Sounds like two different lists, one 200 long the other almost 700.
Leon County used the central voter file sent in January 2000 to clean up its voter rolls, but set aside the one it received in July. According to Thomas James, the information systems officer in the county election office, the list came too late for the information to be processed.
It was apparently the second unused one that was allegedly 95% wrong while the first was only somewhat over 10% off, and sent at the last minute, with note enough time to re-instate hundreds of mistaken purges.

Others:
Hillsborough County's elections supervisor, Pam Iorio, tried to make sure that that the bugs in the system didn't keep anyone from voting. All 3,258 county residents who were identified as possible felons on the central voter file sent by the state in June were sent a certified letter informing them that their voting rights were in jeopardy. Of that number, 551 appealed their status, and 245 of those appeals were successful.

Many Orange County voters never got the chance to appeal in any form. Condrun noted that about one-third of the letters, which the county sent out by regular mail, were returned to the office marked undeliverable. She attributed the high rate of incorrect addresses to the age of the information sent by DBT, some of which was close to 20 years old, she said.

no figures for how many voters were able to successfully appeal their designation as felons.
for Orange and Miami-Dade.
 
It was apparently the second unused one that was allegedly 95% wrong while the first was only somewhat over 10% off, and sent at the last minute, with note enough time to re-instate hundreds of mistaken purges.

Was that other reviewed after elections? And is result (verified) available?

And sentence appears to be bit awkard. Which one was the "last-minute" and if that second had large errors and yet wasn't used,then where is "not enough time"?

▶ [RECORDS]

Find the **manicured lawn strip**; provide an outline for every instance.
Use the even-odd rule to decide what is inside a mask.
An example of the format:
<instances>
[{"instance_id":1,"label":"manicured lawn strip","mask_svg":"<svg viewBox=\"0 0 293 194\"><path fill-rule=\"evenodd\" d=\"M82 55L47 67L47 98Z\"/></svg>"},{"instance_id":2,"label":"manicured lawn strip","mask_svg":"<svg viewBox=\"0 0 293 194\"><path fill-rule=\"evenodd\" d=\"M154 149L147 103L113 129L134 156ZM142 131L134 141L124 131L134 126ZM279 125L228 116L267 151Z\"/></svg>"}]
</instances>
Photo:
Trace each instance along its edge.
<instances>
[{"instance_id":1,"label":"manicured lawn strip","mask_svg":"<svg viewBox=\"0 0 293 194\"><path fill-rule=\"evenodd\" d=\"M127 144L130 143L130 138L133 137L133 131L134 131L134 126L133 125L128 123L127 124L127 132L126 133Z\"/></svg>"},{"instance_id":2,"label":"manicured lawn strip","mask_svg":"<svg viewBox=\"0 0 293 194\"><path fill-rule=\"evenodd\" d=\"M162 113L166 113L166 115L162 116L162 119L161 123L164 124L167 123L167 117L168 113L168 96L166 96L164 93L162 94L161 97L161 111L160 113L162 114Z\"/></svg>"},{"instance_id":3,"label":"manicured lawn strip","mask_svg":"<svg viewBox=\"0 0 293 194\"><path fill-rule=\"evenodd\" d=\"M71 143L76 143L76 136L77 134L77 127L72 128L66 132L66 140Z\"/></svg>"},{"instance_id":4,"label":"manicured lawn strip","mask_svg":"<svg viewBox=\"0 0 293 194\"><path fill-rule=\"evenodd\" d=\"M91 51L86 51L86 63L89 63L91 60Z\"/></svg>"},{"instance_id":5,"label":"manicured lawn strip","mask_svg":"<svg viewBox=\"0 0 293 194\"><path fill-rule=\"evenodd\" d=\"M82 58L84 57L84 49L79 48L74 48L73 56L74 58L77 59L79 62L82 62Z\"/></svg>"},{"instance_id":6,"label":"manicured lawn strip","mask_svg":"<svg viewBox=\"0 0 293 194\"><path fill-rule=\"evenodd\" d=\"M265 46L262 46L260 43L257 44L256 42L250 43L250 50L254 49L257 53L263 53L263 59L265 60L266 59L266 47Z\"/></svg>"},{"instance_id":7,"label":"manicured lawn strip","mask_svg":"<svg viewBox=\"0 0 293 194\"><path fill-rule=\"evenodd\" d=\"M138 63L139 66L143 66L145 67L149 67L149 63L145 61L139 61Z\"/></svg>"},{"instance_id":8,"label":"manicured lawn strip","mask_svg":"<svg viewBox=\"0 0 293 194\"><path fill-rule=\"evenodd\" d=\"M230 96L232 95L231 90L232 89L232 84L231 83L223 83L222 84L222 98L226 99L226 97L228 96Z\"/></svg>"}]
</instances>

▶ [TASK REQUIREMENTS]
a) How many appeals were successful in Hillsborough County, according to the voter purge excerpt?
b) Pick up the voter purge excerpt after its last sentence and carry it on with the next part.
You can set the data aside.

▶ [TASK ANSWERS]
a) 245 of the 551 appeals were successful.

b)
Thank you.
 
Sorry, I should've said "to expand on..."



He would win? I haven't studies all the margins and stuff to where I can say off the top of my head. It's pretty sad Gore didn't take Tennessee. Bush got his own state easy, and his brother's as well. Gore couldn't even get the first. Democrats should be blaming Gore for running a sub-par campaign, conceding the race early, and/or for failing to pull the right strings to at least carry Tennessee. Because as we have seen, it doesn't matter if you steal a state, so long as you can keep it slightly unprovable and sneak it in just before the deadline. If you lose a state for lack of proactive measures, it's your own dumb fault.

:D

Not only would he win, but the Florida controversy becomes a moot point. Obviously you need to win more than one state to steal an entire election, knowing, of course, that the 2000 election was going to be close and delivering Florida would a blow to whichever side lost it. Nevertheless, Gore wins any number of other winnable states such as Missouri, Tennessee, New Hampshire, etc, and he would've been President.

When presented with what we both know is obvious, does it become a more far-fetched to have a "stolen" election? I think so.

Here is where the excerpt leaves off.